OBJECTIVE 1 =
Transcribe everything in the warm-up text from "Warm-up Your Shoulders" down to "times. Switch arms.".
OBJECTIVE 2 =
List every body area that the warm-up text says the straddle stretch stretches.

TEXT PROVIDED =
## Start

Warm-up Your Shoulders

Place your right arm straight across your chest. Your left arm should be placed bent over your left arm with your left wrist resting on the back of the right arm above the elbow. Now use your left arm to press your right arm into your body and hold for 10 seconds and repeat three times. Switch arms.

Warm-up Your Legs with the Straddle Stretch (pictured, below)

Sit on the ground and spread your legs out to the sides in a straddle position. Bend your body over your right leg and hold for 10 seconds. Then bend your body straight in front of you and hold for 10 seconds. Finally bend your body over your left leg and hold for 10 seconds. Do this without bouncing to stretch your lower back, inner thighs and hamstrings.

Pitching Exercises

Pitchers need strong abdominal muscles and leg muscles for balance and they certainly need strength and endurance in their shoulder and arm for throwing the fast and consistent pitches.

Two important muscle groups that work to make this happen are the muscles of the rotator cuff and the deltoids.

## End

PROVIDED INFORMATION =
## Start

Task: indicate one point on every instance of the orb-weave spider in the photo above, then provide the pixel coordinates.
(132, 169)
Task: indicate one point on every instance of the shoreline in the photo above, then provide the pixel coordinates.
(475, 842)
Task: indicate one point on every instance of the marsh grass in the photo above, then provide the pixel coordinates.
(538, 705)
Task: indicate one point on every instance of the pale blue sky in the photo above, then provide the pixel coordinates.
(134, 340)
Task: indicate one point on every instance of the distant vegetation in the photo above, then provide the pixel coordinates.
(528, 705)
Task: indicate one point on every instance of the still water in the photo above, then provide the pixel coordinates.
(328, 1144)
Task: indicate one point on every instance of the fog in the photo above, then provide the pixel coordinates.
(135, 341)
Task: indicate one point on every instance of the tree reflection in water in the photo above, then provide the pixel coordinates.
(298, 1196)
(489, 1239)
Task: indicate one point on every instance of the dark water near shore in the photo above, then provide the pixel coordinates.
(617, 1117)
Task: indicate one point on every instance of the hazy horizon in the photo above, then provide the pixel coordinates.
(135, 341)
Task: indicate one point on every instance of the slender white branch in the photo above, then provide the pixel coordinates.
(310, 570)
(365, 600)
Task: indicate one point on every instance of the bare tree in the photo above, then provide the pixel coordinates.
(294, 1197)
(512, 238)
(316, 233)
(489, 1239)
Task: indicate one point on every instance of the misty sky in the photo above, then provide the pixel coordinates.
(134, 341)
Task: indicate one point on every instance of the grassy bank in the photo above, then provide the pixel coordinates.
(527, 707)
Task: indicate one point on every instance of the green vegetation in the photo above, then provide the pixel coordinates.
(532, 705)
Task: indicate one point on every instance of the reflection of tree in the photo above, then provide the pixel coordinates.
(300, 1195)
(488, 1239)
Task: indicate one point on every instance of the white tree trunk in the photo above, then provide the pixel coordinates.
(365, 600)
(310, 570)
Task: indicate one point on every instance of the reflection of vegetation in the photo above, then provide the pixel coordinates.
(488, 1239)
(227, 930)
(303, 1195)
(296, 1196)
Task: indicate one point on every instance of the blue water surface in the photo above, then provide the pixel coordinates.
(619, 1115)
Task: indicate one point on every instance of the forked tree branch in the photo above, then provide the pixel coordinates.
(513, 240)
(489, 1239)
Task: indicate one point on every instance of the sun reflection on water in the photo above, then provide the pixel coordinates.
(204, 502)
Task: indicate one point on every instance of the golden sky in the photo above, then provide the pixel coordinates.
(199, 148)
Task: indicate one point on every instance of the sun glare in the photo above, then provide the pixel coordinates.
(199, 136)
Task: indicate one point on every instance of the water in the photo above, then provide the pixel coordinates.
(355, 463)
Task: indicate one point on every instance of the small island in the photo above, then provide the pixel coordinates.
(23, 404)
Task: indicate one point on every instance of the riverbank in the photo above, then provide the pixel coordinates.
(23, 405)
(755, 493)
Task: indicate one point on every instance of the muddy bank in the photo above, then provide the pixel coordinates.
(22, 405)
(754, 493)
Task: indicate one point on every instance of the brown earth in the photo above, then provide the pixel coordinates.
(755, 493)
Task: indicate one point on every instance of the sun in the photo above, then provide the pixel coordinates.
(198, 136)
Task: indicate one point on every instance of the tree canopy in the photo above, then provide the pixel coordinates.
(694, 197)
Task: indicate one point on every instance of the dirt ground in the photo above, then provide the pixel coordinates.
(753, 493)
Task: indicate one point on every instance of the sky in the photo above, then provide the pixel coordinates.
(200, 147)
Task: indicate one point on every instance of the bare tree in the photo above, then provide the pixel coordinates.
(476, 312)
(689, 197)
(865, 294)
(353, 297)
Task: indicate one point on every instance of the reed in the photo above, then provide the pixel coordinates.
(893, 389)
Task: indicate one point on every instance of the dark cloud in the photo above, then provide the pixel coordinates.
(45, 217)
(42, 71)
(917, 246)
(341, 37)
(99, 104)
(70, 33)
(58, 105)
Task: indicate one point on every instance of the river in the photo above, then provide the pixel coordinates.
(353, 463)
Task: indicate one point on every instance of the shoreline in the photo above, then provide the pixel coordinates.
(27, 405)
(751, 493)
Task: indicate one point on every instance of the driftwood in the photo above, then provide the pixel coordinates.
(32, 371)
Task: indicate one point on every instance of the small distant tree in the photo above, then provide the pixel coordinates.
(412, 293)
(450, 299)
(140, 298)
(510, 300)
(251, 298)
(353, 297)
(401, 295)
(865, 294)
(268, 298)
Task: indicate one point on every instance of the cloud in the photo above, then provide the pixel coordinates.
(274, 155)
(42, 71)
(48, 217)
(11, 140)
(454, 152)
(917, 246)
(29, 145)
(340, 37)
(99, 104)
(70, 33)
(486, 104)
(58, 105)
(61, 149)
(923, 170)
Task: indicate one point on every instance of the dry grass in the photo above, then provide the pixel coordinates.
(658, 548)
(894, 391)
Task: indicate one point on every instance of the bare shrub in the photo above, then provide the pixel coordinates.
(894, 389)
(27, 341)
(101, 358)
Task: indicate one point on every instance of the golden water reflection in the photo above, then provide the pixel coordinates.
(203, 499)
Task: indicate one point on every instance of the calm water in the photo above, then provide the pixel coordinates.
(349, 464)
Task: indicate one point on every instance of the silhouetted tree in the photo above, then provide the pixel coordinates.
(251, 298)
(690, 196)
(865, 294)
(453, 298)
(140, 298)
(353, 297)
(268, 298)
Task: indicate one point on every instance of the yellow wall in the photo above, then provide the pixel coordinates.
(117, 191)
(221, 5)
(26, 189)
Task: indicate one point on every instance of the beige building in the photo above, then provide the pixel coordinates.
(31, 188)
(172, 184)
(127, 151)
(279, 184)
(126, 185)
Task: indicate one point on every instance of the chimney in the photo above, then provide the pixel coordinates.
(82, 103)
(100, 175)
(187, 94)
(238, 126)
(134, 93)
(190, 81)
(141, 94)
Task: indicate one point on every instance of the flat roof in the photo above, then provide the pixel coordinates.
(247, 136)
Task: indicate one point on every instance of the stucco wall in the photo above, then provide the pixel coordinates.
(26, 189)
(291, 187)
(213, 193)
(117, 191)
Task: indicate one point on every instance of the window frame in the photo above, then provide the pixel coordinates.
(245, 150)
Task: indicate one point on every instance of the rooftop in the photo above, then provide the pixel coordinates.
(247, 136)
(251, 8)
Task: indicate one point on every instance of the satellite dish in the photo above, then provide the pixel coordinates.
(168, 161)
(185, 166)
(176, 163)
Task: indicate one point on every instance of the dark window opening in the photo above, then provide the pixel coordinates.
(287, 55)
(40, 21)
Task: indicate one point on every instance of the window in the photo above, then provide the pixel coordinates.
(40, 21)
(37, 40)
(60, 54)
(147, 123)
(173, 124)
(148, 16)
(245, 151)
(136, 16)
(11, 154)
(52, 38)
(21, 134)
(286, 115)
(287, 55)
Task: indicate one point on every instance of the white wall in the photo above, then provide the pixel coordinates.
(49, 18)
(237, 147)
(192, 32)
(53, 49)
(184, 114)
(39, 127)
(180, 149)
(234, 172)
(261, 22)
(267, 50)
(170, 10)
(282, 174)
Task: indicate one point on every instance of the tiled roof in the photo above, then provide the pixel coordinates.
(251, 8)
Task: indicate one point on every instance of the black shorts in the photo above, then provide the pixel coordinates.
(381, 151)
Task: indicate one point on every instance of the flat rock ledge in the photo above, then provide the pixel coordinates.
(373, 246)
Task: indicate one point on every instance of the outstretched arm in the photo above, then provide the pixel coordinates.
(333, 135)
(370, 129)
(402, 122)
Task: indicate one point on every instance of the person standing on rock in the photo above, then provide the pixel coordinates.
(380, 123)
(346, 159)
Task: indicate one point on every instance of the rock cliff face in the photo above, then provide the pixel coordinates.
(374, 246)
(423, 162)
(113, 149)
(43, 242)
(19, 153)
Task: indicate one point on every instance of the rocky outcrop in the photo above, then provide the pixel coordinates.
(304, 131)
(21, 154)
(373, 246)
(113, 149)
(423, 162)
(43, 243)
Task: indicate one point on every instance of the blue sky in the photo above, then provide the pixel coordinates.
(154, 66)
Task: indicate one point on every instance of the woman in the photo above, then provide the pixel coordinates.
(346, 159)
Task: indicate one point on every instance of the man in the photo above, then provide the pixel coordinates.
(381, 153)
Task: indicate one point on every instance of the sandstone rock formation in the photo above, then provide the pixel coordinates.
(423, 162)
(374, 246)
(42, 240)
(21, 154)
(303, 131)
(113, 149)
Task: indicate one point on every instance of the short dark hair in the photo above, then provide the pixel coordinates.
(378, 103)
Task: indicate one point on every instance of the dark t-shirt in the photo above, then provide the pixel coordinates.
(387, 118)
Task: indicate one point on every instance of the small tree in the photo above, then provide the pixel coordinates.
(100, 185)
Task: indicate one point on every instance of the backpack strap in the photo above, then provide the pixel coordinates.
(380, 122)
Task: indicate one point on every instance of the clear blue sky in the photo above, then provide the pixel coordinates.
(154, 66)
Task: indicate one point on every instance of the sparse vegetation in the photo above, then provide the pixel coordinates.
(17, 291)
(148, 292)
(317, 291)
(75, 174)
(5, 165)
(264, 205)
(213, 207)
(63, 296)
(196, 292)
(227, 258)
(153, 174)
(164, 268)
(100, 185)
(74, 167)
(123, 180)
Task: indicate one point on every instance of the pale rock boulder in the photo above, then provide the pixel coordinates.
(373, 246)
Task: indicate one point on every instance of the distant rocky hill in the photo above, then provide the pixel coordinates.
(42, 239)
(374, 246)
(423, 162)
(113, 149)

## End

TASK SOLUTION 1 =
Warm-up Your Shoulders

Place your right arm straight across your chest. Your left arm should be placed bent over your left arm with your left wrist resting on the back of the right arm above the elbow. Now use your left arm to press your right arm into your body and hold for 10 seconds and repeat three times. Switch arms.

TASK SOLUTION 2 =
- Lower back
- Inner thighs
- Hamstrings